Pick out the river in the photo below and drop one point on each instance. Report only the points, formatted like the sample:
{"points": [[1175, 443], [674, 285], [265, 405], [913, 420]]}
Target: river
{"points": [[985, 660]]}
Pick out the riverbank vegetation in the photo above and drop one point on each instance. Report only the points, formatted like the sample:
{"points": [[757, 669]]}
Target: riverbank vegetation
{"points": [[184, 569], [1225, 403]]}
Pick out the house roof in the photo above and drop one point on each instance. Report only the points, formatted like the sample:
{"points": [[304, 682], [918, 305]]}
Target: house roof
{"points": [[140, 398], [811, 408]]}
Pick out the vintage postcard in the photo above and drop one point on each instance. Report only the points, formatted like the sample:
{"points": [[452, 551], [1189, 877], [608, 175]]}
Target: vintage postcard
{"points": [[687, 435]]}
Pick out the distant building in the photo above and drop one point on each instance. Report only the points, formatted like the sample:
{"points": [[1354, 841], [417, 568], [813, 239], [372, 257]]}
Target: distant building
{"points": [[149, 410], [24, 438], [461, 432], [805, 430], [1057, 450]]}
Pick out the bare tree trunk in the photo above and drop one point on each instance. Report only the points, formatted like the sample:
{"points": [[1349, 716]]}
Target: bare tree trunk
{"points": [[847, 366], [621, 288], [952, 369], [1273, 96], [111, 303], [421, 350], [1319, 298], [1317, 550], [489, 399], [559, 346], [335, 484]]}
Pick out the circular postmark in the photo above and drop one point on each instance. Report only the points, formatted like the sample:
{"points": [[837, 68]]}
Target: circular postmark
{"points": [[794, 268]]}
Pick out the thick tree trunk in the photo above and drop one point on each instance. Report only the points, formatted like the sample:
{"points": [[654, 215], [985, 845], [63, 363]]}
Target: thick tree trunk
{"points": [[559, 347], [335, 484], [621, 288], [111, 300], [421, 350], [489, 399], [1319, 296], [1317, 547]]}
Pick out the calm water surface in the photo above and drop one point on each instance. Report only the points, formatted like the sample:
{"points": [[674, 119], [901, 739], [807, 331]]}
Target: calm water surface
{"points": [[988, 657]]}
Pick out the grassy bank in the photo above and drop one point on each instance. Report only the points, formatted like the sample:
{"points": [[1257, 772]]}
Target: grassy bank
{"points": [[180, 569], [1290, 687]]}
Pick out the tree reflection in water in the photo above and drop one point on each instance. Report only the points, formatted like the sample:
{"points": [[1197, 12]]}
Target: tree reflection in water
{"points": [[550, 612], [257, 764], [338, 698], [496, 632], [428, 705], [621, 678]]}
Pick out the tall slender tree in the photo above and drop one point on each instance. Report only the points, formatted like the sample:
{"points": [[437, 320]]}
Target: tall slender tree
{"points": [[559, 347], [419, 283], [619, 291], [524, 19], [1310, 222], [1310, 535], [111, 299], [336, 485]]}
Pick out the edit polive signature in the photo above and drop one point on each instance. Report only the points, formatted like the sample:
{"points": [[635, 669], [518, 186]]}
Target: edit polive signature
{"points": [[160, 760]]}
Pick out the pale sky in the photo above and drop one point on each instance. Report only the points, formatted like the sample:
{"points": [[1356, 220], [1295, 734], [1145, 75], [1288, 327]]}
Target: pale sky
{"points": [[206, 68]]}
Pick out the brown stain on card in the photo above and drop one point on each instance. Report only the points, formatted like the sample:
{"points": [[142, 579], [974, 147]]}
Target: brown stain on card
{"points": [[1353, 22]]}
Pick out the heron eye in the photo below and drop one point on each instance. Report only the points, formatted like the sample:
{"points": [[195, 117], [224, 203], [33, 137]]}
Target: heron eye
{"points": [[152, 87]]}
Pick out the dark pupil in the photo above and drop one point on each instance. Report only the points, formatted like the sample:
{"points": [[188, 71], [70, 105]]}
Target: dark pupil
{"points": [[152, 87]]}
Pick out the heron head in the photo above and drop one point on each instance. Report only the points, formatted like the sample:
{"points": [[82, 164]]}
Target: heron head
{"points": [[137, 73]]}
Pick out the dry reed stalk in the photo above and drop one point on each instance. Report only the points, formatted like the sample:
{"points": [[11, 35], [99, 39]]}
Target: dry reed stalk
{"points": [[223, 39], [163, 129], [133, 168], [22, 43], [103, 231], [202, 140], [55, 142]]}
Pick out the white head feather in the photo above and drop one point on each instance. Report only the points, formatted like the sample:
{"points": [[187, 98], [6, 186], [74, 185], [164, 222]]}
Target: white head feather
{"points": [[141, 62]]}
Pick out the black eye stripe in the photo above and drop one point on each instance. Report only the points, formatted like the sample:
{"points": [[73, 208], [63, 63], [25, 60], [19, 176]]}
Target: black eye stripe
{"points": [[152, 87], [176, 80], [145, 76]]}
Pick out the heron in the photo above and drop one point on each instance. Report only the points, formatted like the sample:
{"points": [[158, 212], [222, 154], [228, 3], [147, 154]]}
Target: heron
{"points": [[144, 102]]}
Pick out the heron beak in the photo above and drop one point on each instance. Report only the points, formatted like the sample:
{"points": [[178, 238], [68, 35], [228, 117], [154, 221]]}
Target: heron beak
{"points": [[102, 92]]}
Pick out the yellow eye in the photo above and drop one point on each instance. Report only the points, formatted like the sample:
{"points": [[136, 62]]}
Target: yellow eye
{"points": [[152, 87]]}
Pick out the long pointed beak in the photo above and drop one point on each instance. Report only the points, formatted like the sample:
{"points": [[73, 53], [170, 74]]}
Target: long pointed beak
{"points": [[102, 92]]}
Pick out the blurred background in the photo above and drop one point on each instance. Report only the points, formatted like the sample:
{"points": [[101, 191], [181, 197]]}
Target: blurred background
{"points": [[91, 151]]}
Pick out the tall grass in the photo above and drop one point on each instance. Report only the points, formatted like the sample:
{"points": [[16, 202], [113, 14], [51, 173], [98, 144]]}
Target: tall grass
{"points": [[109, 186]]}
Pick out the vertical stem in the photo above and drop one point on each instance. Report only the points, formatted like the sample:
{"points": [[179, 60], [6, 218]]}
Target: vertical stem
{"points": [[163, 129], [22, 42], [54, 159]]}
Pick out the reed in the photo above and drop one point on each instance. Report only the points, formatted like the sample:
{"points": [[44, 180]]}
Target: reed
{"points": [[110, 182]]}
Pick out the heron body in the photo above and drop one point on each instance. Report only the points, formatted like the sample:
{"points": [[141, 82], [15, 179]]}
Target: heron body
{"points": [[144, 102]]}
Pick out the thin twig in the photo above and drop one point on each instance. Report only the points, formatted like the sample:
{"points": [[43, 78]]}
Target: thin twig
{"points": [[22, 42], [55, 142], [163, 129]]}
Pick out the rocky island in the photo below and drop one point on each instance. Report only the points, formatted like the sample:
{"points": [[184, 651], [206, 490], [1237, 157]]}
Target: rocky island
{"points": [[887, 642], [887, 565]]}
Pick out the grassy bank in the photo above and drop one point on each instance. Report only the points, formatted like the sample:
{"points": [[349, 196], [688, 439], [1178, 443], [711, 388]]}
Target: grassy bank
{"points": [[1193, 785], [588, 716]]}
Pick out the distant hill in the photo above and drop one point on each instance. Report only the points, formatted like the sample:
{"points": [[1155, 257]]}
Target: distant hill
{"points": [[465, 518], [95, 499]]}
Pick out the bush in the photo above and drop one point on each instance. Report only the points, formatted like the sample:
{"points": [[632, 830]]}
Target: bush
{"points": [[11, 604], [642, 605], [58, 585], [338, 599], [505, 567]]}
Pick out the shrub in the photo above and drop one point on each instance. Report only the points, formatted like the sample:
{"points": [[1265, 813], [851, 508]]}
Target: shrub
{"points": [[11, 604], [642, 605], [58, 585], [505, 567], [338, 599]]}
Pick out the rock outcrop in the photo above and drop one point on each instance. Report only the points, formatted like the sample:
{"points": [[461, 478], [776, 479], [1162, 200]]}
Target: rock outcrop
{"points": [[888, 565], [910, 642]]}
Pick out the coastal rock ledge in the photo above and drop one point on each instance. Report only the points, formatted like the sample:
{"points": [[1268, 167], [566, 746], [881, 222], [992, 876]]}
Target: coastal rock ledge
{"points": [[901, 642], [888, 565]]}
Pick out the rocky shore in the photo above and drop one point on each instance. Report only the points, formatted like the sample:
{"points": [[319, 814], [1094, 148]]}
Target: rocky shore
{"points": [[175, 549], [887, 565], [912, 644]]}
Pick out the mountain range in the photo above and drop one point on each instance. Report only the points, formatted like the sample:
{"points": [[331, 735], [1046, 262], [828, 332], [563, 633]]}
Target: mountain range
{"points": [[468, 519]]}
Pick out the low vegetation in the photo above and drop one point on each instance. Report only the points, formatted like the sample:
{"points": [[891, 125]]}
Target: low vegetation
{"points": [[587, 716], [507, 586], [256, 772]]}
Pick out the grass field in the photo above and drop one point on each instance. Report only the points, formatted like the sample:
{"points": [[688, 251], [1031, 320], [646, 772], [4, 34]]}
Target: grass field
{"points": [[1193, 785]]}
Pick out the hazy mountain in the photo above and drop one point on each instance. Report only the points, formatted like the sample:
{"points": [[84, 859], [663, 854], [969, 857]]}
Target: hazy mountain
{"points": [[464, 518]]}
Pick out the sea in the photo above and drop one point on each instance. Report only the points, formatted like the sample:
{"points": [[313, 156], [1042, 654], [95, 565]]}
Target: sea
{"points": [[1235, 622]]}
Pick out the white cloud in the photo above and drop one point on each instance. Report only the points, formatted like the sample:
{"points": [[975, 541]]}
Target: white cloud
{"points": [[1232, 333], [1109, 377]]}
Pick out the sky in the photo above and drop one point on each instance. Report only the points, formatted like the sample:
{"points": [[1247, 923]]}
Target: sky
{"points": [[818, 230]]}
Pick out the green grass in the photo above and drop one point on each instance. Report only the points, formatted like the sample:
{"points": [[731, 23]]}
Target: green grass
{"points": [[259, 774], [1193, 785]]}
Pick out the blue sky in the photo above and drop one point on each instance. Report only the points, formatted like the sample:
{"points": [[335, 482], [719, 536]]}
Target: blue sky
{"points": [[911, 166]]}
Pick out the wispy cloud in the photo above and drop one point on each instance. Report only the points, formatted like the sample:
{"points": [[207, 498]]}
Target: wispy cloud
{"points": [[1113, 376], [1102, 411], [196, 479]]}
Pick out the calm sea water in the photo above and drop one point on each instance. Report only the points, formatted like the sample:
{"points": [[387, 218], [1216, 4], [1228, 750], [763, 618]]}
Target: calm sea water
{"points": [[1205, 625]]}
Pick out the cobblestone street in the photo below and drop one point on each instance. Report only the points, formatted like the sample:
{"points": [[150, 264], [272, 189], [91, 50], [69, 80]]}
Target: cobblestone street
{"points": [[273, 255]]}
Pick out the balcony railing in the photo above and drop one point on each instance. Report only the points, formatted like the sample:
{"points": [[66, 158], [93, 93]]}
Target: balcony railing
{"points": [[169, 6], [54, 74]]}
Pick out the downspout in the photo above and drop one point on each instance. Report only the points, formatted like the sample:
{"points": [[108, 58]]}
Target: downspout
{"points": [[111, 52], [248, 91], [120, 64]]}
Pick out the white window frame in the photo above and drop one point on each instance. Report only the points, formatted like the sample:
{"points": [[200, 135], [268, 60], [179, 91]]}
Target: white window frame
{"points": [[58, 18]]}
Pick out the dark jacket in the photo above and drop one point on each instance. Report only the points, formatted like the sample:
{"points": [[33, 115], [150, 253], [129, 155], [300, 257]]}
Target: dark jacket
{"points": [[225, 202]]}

> _EXERCISE BRIEF_:
Retype, exactly and only, the lines running from the one with "Pick out the white window" through the final line of the listing above.

> _CORRECT OUTPUT_:
Pick out the white window frame in the photo above and drop one point on each instance. Report only the points, formatted like the sample:
{"points": [[200, 135], [268, 60], [179, 91]]}
Target: white window frame
{"points": [[58, 18]]}
Pick out the dark jacket in the photo above and drop one point on each instance. Report only the points, formatted like the sample:
{"points": [[33, 115], [150, 253], [129, 155], [300, 257]]}
Target: dark jacket
{"points": [[225, 202]]}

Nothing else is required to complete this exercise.